What is expected:
Collect every line in the rows below that contains the string "swimming", and copy each of those lines.

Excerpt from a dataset
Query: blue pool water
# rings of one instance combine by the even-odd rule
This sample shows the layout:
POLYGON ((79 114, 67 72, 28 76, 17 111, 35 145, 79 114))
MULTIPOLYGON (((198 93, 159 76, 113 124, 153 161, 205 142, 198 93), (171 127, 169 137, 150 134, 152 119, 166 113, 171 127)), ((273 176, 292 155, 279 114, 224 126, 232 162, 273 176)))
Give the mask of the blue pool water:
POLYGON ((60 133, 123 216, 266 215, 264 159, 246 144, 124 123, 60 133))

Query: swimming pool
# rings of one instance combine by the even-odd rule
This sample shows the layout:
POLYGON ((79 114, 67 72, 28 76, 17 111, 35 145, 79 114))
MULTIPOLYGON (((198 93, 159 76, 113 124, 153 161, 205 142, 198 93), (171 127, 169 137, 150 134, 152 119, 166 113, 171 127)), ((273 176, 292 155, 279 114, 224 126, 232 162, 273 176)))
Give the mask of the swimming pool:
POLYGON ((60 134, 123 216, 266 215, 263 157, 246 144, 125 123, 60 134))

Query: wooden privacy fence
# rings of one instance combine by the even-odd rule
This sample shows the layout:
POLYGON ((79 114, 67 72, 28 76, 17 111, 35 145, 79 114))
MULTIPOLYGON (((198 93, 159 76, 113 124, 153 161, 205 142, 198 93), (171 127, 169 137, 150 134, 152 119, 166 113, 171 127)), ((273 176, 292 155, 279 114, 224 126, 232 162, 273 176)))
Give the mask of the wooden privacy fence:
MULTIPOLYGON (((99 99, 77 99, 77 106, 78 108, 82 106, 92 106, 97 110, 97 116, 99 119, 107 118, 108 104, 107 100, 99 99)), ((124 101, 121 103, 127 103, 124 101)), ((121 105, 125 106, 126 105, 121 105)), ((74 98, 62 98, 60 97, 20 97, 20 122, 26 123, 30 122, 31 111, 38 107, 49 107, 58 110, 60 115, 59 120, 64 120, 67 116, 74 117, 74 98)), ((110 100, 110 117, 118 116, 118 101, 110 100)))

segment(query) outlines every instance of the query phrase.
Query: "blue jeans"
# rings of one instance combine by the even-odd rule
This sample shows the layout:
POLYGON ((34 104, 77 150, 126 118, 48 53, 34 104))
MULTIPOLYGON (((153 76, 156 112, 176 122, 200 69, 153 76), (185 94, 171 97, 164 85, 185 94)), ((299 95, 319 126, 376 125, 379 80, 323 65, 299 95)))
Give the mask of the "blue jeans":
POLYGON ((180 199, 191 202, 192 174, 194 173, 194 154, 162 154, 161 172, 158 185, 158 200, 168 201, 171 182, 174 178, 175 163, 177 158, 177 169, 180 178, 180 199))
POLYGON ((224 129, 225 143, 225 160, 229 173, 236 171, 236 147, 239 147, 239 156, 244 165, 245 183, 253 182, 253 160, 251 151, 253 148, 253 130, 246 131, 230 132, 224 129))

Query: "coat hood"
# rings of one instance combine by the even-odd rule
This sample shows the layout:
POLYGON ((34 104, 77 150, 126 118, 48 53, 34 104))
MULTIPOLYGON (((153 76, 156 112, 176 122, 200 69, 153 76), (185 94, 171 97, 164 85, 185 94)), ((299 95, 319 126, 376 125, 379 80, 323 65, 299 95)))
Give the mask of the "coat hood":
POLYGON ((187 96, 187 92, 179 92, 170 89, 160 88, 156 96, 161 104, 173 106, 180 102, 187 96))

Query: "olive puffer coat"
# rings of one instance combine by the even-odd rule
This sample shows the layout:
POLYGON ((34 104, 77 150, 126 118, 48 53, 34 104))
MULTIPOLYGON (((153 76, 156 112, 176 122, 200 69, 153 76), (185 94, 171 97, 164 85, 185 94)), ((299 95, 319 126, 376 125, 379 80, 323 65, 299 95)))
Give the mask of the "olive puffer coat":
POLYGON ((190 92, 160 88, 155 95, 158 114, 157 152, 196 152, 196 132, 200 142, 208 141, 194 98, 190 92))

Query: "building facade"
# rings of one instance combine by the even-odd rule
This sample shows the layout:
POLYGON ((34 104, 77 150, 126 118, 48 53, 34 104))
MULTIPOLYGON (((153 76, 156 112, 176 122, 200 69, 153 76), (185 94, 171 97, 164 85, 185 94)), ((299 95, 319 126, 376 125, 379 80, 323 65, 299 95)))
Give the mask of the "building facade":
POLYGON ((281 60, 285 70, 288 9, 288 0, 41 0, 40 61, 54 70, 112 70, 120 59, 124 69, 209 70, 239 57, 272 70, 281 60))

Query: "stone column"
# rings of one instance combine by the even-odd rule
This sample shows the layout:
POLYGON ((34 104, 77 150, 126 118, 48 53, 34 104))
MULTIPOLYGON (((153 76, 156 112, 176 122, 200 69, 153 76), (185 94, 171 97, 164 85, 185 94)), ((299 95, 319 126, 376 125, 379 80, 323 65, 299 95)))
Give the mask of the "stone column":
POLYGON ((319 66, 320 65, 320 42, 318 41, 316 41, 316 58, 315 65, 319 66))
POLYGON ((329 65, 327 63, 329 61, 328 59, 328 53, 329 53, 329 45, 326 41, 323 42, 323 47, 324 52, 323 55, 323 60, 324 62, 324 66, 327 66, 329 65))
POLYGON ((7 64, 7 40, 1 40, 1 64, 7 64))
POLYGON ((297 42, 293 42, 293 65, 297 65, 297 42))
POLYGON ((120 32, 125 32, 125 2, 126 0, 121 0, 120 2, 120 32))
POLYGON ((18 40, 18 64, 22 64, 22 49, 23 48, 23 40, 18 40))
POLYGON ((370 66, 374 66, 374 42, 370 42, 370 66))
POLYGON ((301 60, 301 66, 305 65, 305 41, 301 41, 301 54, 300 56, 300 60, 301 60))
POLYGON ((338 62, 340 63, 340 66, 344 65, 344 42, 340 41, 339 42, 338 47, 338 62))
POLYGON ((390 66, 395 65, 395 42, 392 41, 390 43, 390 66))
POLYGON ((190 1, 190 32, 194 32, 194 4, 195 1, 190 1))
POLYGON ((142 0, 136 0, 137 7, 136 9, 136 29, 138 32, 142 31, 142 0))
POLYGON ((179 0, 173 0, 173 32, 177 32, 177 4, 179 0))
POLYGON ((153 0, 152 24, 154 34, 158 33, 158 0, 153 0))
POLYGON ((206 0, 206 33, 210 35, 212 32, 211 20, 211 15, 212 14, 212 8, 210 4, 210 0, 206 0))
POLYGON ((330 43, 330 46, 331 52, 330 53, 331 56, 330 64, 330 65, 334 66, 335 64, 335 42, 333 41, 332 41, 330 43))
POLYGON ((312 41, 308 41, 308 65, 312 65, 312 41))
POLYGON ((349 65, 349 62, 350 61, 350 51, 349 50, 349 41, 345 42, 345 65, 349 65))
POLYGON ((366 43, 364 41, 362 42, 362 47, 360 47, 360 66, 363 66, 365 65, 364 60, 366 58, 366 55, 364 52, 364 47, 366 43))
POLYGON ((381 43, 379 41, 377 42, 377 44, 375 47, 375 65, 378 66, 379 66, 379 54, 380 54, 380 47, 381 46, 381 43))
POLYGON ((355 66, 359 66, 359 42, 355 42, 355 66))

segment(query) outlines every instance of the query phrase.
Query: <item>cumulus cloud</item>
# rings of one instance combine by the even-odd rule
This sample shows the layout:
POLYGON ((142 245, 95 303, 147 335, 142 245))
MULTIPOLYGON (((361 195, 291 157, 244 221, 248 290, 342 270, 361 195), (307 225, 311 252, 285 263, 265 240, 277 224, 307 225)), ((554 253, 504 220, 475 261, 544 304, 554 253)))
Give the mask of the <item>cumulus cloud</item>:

Correct output:
Query: swimming pool
Give the mask of the swimming pool:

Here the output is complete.